*Texto apresentado:*
# # # # # # #

2 – A Fazenda Pública vem apresentar as suas contra alegações no sentido que deve improceder o recurso.

3 – O Exmº Procurador Geral Adjunto neste Supremo Tribunal Administrativo emitiu douto parecer, com a fundamentação que, na parte mais relevante, se transcreve:
(…..) «Estão em causa duas questões:
1ª-primeira tem a ver com a admissibilidade da arguição da nulidade/citação perante o tribunal, no âmbito da reclamação do artigo 276.º do CPPT, sem anterior invocação de tal nulidade perante o órgão de execução fiscal.
2ª-A segunda tem a ver com o momento do vencimento do crédito para efeitos do estatuído no artigo 180.°/6 do CPPT.
1 ª QUESTÃO.
Afigura-se-nos que quanto a esta questão não se verifica identidade de situações fácticas.
Na verdade, no acórdão de 2013.09.13 do TCAN-P.02508/12 (acórdão fundamento) estava em causa a falta de citação da reclamante, nos termos do disposto no artigo 188.º/1 do CPC, mais precisamente notificações ao fiel depositário que foram devolvidas e que não chegaram ao conhecimento deste (artigo 188.°/ e) do CPC).

# # # # # # #

*Linhas em bruto:*
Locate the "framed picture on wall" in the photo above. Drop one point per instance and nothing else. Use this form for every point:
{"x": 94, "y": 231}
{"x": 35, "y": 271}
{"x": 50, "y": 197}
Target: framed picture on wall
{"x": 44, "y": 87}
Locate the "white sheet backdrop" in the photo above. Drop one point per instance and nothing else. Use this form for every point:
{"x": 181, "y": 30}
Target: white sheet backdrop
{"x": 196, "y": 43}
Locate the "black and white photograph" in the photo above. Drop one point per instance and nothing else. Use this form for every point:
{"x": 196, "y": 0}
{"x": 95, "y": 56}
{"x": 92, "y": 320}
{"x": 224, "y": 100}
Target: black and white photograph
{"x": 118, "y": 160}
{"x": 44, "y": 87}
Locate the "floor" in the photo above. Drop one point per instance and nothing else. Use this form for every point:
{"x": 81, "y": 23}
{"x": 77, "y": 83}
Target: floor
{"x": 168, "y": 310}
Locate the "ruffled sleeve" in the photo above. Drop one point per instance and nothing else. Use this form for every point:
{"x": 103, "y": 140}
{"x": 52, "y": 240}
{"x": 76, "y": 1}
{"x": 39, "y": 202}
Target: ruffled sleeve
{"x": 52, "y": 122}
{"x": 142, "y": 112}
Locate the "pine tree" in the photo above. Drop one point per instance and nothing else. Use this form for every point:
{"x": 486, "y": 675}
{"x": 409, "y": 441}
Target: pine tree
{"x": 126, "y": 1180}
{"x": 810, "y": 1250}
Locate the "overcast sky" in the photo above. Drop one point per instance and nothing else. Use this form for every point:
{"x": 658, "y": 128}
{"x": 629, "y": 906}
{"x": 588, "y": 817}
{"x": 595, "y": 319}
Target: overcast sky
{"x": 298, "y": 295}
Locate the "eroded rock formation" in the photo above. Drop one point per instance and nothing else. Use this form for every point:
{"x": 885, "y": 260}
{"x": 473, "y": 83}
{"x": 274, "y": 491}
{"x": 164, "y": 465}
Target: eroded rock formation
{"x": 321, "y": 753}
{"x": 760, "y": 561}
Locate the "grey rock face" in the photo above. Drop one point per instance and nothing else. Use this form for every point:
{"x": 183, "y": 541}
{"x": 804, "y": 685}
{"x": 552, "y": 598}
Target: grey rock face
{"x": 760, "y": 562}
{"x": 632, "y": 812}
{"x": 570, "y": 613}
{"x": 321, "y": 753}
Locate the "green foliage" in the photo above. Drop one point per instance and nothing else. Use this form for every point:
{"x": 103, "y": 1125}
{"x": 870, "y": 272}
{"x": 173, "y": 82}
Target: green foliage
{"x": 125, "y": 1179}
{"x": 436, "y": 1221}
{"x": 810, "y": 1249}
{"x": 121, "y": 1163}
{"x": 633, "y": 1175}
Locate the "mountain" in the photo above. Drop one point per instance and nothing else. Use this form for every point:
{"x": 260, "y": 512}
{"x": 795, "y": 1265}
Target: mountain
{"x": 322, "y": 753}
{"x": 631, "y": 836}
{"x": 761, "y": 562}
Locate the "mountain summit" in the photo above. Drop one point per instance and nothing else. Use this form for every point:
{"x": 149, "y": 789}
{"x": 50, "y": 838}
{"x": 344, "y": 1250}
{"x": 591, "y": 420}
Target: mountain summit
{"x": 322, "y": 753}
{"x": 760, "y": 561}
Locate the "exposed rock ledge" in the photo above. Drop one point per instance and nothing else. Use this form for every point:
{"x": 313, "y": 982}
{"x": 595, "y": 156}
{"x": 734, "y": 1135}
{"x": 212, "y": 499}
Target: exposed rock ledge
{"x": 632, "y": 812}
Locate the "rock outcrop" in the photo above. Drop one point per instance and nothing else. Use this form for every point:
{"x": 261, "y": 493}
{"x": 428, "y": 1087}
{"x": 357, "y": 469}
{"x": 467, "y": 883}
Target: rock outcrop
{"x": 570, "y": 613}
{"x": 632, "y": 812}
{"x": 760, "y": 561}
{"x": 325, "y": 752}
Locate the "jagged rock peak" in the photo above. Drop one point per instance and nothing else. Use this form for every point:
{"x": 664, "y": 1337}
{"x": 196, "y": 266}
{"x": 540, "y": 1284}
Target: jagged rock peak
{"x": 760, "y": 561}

# # # # # # #

*Enunciado:*
Responda com base no texto:
(a) Quem apresenta contra-alegações e em que sentido?
(b) Com que tem a ver a segunda questão?
(c) No acórdão de 2013.09.13 do TCAN, o que estava em causa?

*Exercício resolvido:*
(a) A Fazenda Pública, no sentido de que o recurso deve improceder.
(b) Com o momento do vencimento do crédito para efeitos do estatuído no artigo 180.°/6 do CPPT.
(c) A falta de citação da reclamante, nos termos do disposto no artigo 188.º/1 do CPC.